PASSAGE TO READ:
A bundle of 3rd party extensions to scikit-learn
Scikit-Learn Extensions (sklearn_extensions) is a single source repository for extensions to [scikit-learn](https://github.com/sklearn/sklearn). It is intended to compliment the slower more cautious approach of scikit-learn with regard to adding new predictors and modules, with a separate pip-installable source for sklearn-compatible modules that may not meet those standards.
In particular, this project is interested in smaller one-off projects or even gists, rather than larger more established ones (such as pylearn2). Other than larger projects, we will shy away from projects with significant external dependencies (i.e. wrappers around vowpal wabbit or xgboost), and rather prefer more python/numpy/scipy based projects.
Due to these guiding goals, the modules included here may not be as well tested, production ready, or stable as those included directly in sklearn. This is pretty much the wild west, test anything that uses this package heavily.
Installation / Usage
We aim to first support python 3, and will host the first operational version on pypi. Note that the install here will install all underlying packages, and is therefore pretty big. It is recommended that you do this in a virtualenv.
Extensions Included So Far
- [Kernel Regression](https://github.com/jmetzen/kernel_regression)
- [Sparse Filtering](https://github.com/jmetzen/sparse-filtering)
- [Compiled Trees](https://github.com/ajtulloch/sklearn-compiledtrees/)
- [Metric Learning](https://github.com/all-umass/metric-learn.git)
- [Latent Dirichlet Allocation](https://github.com/ariddell/lda)
A number of packages have been identified but not yet added due to python 3 incompatibility, not being pip installable, or otherwise not trivial to add. If anyone would like to get involved with this project a great way to start is to add one of these.
- [Extreme Learning Machines](https://github.com/dclambert/Python-ELM)

GIVEN EXERCISE 1: From the scikit-learn extensions page, translate this sentence into Spanish: "It is recommended that you do this in a virtualenv."
GIVEN EXERCISE 2: Rewrite the stretch of the scikit-learn extensions page from "Installation / Usage" through "in a virtualenv.", putting "conda environment" in place of "virtualenv".

EXTRACTED RECORDS:
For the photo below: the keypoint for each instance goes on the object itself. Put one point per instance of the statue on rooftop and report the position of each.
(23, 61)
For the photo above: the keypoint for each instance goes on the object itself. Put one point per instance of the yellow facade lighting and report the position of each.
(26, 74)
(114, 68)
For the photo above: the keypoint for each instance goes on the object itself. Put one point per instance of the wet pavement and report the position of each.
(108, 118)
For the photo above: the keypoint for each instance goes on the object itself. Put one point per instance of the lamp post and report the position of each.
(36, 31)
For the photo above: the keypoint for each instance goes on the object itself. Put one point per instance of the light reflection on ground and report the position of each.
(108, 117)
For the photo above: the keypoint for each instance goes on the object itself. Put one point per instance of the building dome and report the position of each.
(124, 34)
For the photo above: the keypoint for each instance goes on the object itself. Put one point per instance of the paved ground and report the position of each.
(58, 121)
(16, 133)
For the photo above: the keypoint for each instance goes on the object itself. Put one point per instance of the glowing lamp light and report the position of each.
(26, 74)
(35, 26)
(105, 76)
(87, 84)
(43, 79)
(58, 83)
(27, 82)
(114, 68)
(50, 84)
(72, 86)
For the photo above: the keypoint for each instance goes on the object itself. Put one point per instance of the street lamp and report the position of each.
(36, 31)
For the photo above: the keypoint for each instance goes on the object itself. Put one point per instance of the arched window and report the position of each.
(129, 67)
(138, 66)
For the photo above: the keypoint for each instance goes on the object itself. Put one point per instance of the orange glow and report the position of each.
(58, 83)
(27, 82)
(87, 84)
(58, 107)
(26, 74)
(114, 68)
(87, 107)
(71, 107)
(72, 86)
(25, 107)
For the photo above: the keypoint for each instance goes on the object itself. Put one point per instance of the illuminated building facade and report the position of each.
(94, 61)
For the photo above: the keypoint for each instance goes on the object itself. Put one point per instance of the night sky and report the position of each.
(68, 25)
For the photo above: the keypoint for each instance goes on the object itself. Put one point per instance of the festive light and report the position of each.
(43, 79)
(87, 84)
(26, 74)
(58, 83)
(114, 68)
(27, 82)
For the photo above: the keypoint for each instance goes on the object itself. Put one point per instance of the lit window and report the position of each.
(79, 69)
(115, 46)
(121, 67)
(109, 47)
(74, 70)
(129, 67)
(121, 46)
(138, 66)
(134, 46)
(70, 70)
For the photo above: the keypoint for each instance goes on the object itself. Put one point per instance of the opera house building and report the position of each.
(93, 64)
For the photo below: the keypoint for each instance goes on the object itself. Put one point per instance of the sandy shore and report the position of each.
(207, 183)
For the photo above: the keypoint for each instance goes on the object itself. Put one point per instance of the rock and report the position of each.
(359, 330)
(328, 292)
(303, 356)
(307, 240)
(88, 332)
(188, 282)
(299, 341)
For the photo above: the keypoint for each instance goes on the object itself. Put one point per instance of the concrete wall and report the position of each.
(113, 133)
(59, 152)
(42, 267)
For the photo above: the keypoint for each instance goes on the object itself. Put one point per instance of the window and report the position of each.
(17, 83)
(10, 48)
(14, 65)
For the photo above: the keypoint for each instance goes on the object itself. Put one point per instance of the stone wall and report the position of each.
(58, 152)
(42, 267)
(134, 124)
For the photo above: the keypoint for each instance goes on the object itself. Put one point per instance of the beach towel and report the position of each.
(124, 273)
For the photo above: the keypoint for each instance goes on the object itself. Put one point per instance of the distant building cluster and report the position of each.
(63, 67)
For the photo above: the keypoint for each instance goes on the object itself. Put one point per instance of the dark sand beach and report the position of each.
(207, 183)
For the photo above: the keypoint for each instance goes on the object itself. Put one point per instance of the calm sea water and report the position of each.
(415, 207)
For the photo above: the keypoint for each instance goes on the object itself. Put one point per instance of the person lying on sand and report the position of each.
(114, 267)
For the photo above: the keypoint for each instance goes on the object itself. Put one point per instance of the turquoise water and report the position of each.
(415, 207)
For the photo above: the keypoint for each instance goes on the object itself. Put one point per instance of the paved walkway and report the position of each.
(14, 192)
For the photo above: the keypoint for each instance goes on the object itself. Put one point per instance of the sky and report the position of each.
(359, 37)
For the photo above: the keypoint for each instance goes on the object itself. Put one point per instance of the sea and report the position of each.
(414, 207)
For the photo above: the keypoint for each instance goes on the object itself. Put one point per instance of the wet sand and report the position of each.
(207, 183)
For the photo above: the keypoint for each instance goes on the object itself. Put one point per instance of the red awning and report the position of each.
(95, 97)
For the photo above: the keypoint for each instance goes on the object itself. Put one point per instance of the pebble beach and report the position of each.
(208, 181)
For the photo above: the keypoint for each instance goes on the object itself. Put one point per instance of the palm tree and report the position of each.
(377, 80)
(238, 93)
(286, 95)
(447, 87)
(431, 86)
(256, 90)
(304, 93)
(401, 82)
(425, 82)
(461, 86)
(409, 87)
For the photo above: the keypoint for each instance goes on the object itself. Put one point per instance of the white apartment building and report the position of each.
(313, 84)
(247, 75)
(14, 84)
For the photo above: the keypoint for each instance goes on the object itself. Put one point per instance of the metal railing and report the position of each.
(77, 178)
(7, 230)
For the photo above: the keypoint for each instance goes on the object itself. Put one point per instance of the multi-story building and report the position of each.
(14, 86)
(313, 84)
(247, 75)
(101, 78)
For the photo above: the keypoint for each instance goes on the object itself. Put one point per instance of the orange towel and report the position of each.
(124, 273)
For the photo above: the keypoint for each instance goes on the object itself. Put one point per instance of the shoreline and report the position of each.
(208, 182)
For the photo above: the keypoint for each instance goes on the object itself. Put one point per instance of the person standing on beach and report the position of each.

EXPECTED OUTPUT 1: Se recomienda hacer esto en un virtualenv.

EXPECTED OUTPUT 2:
Installation / Usage
We aim to first support python 3, and will host the first operational version on pypi. Note that the install here will install all underlying packages, and is therefore pretty big. It is recommended that you do this in a conda environment.